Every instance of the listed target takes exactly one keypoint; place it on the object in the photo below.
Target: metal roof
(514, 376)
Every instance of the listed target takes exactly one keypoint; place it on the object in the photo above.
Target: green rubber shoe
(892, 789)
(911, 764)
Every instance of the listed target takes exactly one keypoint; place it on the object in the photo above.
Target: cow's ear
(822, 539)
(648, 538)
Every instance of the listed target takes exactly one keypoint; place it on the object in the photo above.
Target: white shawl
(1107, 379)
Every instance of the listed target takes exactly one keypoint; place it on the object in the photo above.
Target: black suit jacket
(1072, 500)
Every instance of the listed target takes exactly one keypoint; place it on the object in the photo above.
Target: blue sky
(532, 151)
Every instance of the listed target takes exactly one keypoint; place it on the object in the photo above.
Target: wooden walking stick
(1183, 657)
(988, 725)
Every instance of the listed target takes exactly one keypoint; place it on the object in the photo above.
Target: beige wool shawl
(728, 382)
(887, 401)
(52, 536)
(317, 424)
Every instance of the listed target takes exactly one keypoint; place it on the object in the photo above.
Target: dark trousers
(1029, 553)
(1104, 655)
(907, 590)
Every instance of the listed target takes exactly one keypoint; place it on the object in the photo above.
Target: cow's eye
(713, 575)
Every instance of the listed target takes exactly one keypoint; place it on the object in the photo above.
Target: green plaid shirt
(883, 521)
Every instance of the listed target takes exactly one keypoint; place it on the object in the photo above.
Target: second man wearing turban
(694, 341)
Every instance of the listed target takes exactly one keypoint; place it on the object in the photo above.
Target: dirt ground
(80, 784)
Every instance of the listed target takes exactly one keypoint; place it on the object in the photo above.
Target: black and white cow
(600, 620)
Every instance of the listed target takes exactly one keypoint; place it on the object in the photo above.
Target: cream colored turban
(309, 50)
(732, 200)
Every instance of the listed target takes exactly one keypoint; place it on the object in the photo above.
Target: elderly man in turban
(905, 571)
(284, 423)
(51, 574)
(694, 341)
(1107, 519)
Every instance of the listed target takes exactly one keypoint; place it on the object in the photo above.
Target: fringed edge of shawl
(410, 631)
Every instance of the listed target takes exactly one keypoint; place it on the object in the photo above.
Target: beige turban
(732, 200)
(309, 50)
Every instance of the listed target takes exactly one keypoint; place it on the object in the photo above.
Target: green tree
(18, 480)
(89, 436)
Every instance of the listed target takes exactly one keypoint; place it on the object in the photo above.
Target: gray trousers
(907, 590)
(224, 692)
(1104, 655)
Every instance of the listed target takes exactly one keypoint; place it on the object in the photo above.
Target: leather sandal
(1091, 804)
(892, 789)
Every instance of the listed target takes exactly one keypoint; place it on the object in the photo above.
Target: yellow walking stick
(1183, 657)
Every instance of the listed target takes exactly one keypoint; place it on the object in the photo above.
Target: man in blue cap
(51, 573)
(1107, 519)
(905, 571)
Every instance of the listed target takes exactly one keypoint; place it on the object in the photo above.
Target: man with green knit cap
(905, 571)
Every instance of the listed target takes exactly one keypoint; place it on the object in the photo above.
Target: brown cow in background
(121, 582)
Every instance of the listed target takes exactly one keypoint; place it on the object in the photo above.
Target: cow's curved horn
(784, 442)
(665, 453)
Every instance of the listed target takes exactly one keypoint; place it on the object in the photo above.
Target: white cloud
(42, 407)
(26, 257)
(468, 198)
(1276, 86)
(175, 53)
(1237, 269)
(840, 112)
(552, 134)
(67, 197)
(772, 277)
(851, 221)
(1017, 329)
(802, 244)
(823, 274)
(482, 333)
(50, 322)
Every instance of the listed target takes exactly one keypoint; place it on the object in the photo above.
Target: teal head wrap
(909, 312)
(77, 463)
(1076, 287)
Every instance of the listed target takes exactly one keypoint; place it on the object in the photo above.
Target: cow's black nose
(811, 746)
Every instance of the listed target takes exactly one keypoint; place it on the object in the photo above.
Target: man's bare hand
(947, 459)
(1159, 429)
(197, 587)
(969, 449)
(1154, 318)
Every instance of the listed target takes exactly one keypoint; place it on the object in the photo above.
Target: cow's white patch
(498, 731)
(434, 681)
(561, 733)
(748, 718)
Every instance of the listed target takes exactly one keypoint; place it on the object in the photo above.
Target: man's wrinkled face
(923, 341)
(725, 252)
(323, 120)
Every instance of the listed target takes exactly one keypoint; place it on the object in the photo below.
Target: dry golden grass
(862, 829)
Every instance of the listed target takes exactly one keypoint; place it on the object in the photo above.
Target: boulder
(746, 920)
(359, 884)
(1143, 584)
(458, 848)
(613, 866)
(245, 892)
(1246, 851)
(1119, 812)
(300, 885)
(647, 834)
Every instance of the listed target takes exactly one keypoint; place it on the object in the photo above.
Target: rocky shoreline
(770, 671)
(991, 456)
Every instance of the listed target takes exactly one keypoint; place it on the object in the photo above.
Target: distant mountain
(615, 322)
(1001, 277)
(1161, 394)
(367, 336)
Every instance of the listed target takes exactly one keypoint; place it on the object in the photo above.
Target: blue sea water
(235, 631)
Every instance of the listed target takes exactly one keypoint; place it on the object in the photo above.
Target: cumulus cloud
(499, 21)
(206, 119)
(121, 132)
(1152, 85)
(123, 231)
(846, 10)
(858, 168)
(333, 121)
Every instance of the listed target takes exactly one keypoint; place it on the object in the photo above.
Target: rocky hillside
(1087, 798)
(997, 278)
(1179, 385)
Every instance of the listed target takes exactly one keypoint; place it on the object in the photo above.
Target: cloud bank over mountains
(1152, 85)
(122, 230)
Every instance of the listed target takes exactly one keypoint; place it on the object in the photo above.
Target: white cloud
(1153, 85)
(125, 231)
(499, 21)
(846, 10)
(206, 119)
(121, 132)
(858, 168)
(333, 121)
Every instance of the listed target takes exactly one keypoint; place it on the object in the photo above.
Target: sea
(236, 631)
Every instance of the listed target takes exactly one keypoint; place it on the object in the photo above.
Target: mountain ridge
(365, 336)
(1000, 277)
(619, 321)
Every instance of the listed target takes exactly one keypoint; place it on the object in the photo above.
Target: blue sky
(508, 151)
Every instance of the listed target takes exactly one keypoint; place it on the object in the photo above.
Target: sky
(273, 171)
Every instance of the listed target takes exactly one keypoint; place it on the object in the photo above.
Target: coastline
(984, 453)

Task statement » Would you write down every record again, exactly?

Full output »
Every instance of the listed target takes exactly one keypoint; place it on the object in the photo below.
Target: metal roof
(514, 376)
Every instance of the listed target takes exactly one keypoint; place it on the object in the photo above.
Target: green rubber shoe
(892, 789)
(911, 764)
Every instance of the listed target takes exactly one keypoint; place it on the object in the photo above.
Target: cow's ear
(822, 539)
(648, 538)
Every instance of the listed target takes exactly one keypoint; place it on the object in the photo above.
Target: white shawl
(1107, 379)
Every instance of the listed target takes exactly one keypoint; place it on the object in the photo above.
Target: black suit jacket
(1072, 500)
Every instance of the listed target takes exactly one keypoint; place it on the object in the photo above.
Target: blue sky
(532, 151)
Every instance of the listed target takes exactly one keypoint; place it on the object in the photo above.
Target: wooden walking stick
(1183, 657)
(988, 725)
Every instance of the listed target takes exactly one keypoint; place it on the object in the photo above.
Target: beige wool shawl
(728, 382)
(887, 401)
(52, 536)
(317, 424)
Every instance of the listed target takes exactly one keypoint; place it on the object in the photo above.
Target: dark trousers
(1029, 553)
(1104, 655)
(907, 590)
Every instance of the listed target takes exactly one keypoint; place it on the object in the photo above.
Target: cow's eye
(713, 575)
Every instance of the listed target takes exactly one keypoint; place it on the object in the photo above.
Target: green plaid shirt
(883, 521)
Every instance of the listed target takes exactly one keypoint; place it on the object in the photo above.
Target: second man wearing turban
(694, 341)
Every instance of the listed target takes exactly one keypoint; place it on the object in the photo above.
Target: dirt ground
(80, 784)
Every instance of the listed target takes exactly one keypoint; place it on the object in the photo above.
Target: black and white cow
(600, 620)
Every instance of the listed target takes exactly one keypoint; place it on the object in the photo above.
Target: cream colored turban
(309, 50)
(732, 200)
Every instance of the listed target takes exactly one keypoint; place it on the object in the photo above.
Target: elderly man in turban
(905, 571)
(284, 423)
(51, 574)
(694, 341)
(1107, 519)
Every instance of the listed target takes exactly one keypoint; place it on the object in the photo above.
Target: fringed edge of shawl
(410, 631)
Every instance of the listed target takes exactly one keypoint; place it on the object in the photo above.
Target: beige turban
(732, 200)
(309, 50)
Every instance of the listed target takes exactly one keypoint; place it on the object in the photo above.
Target: green tree
(18, 480)
(89, 436)
Every instance of the listed target takes exactly one keypoint; place it on the object in the photo above.
Target: gray trousers
(907, 590)
(224, 692)
(1104, 655)
Every instance of the listed target takes exactly one keypoint; place it on the object in the photo above.
Target: leather sandal
(1091, 804)
(892, 789)
Every instance of the listed target takes exactly one keypoint; place it on the object in the photo above.
Target: yellow walking stick
(1183, 657)
Every instance of the listed target takes exactly one keypoint; place it on the object in the photo above.
Target: man in blue cap
(51, 573)
(1107, 519)
(905, 571)
Every instance of the listed target takes exactly one keypoint; place it on the object in the photo above.
Target: man with green knit cap
(905, 571)
Every instance of the listed target takes exactly one keypoint; place it on the object in the photo above.
Target: brown cow in background
(121, 582)
Every instance of the listed target takes exactly one keypoint; place it on the object in the photo above.
Target: cow's curved horn
(784, 442)
(665, 453)
Every instance of the listed target takes exactly one keypoint; place it on the object in the photo above.
Target: white cloud
(42, 407)
(26, 257)
(468, 198)
(1276, 86)
(175, 53)
(1237, 269)
(840, 112)
(552, 134)
(67, 197)
(772, 277)
(851, 221)
(1017, 329)
(802, 244)
(823, 274)
(482, 333)
(50, 322)
Every instance of the listed target takes exactly one keypoint; place it on the object in the photo above.
Target: teal head wrap
(909, 312)
(77, 463)
(1076, 287)
Every instance of the listed target takes exactly one keypoint; place it on the object in the photo above.
Target: cow's black nose
(811, 746)
Every instance of the listed target takes exactly one keypoint; place it on the object in the photo above.
Target: man's bare hand
(947, 459)
(1159, 429)
(197, 587)
(969, 449)
(1154, 318)
Every instance of the listed target takes exactly one keypoint; place it on the object in the photo above.
Target: cow's white patch
(498, 731)
(434, 681)
(561, 733)
(748, 718)
Every instance of the listed target takes exactly one keypoint; place it on the object in the photo above.
Target: man's wrinkled face
(923, 341)
(725, 252)
(323, 120)
Every instance of the listed target takes exactly one keypoint; place it on the object in the photo below.
Target: dry golden grass
(862, 829)
Every instance of the listed target takes exactly one keypoint; place it on the object in the photo above.
Target: boulder
(746, 920)
(359, 884)
(1143, 584)
(458, 848)
(613, 866)
(245, 892)
(1246, 851)
(1119, 812)
(300, 885)
(647, 834)
Every instance of the listed target takes exactly one keypoint; place it on the object in the photo above.
Target: rocky shoreline
(770, 671)
(991, 456)
Every instance of the listed target takes exactly one keypoint; place it on the object in the photo above.
Target: distant mountain
(615, 322)
(1001, 277)
(1161, 394)
(367, 336)
Every instance of the listed target takes exactly one keypoint; place it on the object in the photo above.
Target: blue sea water
(235, 631)
Every instance of the listed target takes exactly one keypoint; place it on the object in the photo above.
Target: cumulus cloud
(499, 21)
(206, 119)
(121, 132)
(1152, 85)
(123, 231)
(846, 10)
(858, 168)
(333, 121)
Every instance of the listed target takes exactly one keypoint; place it on the object in the photo above.
Target: rocky hillside
(1087, 798)
(997, 278)
(1179, 385)
Every instance of the listed target takes exactly one keypoint; place it on the object in the photo above.
Target: cloud bank over mountains
(1152, 85)
(122, 230)
Every instance of the listed target takes exactly one keypoint; place it on the object in the photo above.
Target: white cloud
(1153, 85)
(125, 231)
(499, 21)
(846, 10)
(206, 119)
(121, 132)
(858, 168)
(333, 121)
Every instance of the listed target takes exactly one keypoint; place it on the object in the photo above.
Target: sea
(236, 631)
Every instance of the listed target takes exactly one keypoint; place it on the object in the photo above.
Target: mountain ridge
(365, 336)
(1000, 277)
(619, 321)
Every instance of the listed target takes exactly one keypoint; place it on the object in the photo above.
Target: blue sky
(508, 151)
Every instance of the listed target takes exactly one keypoint; place it on the object in the photo above.
Target: sky
(273, 171)
Every instance of the listed target takes exactly one keypoint; place it on the object in the photo above.
Target: coastline
(984, 453)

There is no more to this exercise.